[START Article]

Anorak

Anorak News | Journalists Paid By Number Of Paris Hilton Mentions

Journalists Paid By Number Of Paris Hilton Mentions

by | 3rd, November 2008

ARE newspapers to pay journalists by the number of comments their words receive on the web?

PETER Wilby, writing in the Guardian, considers the state of British newspapers in light of Russell Brand and Jonathan Ross’s telethon:

Even the Mail – perhaps reluctant to go overboard on a story broken by a Sunday in the same house – didn’t make it the splash, though it ran a front-page picture of Brand and inside, Melanie Phillips gave her usual imitation of a Victorian dowager who has overdosed on laudanum.

Ross and Brand, she raved, were guilty of “cruelty and indeed sadism” and their behaviour was “bordering on the psychopathic”. Her column attracted 209 comments (mostly anti-BBC) on the Mail website, the Sunday story 220 – numbers well above average. The Mail scented blood.

The Mail sensed a scoop because readers had responded to one of its stories. Who needs focus groups when you have people who take the time to comment on stories?

Justin Williams, the Telegraph’s assistant editor, wonders on his personal blog:

As advertising continues to plunge into the abyss after stumbling over the edge of the cliff earlier this year, sales managers in Fleet Street are figuring out how they can incentivise their teams into selling more online after years of neglecting the web for the easy margins in print…

Maybe the sales managers could have their own blog?

We’ve always found it so difficult to quantify success for journalists. Is it number of stories written, number of exclusives delivered or some other nebulous yardstick?

But the web changes this and I wonder how long it will be before owners and accountants notice this. We already know who our most successful writers are by one measure – they’re the ones who deliver the highest number of page views.”

So success is in number of page views. A hack’s fiscal wellbeing may depend on their writing and how well they get on with the content tech who decides what news fits on the front page. And is Paris Hilton in town?

[END Article]

- Stated task 1:
Answer these questions about the article on journalists and page views:
(a) How many comments did Melanie Phillips's column attract on the Mail website?
(b) What position does Justin Williams hold at the Telegraph?
(c) According to Williams, who are the most successful writers by one measure?

[START Material to process]

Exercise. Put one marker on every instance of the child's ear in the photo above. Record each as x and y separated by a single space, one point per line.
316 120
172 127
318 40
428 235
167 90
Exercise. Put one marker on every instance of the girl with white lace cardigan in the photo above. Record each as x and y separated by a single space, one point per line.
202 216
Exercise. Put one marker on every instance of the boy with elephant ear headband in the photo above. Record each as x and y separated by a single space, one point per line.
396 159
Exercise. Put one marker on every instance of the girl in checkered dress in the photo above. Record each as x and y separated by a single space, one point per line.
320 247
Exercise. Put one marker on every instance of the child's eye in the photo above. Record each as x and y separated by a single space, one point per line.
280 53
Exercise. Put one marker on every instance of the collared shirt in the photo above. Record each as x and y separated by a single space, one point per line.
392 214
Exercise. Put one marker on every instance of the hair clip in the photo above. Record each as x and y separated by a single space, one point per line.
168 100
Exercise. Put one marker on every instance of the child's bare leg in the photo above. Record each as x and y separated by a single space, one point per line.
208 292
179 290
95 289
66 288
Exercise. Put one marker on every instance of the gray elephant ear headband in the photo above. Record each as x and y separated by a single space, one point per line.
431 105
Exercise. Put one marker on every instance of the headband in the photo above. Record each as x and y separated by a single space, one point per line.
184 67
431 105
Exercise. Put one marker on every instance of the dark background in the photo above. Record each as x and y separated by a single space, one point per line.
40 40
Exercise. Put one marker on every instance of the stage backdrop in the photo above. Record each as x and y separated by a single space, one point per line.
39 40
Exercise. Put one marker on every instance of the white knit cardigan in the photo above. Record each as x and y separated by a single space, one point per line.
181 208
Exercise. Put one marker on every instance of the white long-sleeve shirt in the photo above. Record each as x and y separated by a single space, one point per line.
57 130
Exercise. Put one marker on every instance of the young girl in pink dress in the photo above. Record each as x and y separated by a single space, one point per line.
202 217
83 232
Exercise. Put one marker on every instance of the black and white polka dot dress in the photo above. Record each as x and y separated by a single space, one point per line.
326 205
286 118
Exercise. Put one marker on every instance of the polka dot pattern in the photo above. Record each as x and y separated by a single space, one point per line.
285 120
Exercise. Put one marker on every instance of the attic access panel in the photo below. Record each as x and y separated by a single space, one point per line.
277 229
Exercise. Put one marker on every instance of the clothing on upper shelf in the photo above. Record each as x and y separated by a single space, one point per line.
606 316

[END Material to process]

- Stated task 2:
Rescale the stretch of the records from the line containing "Exercise. Put one marker on every instance of the polka" through the end of the records, and write out those lines alone with the requests included. Multiply every coordinate in the answers by 2.25, rounding to whole numbers with halves rounded up.

- Complete output 1:
(a) 209 comments
(b) Assistant editor
(c) The ones who deliver the highest number of page views

- Complete output 2:
Exercise. Put one marker on every instance of the polka dot pattern in the photo above. Record each as x and y separated by a single space, one point per line.
641 270
Exercise. Put one marker on every instance of the attic access panel in the photo below. Record each as x and y separated by a single space, one point per line.
623 515
Exercise. Put one marker on every instance of the clothing on upper shelf in the photo above. Record each as x and y separated by a single space, one point per line.
1364 711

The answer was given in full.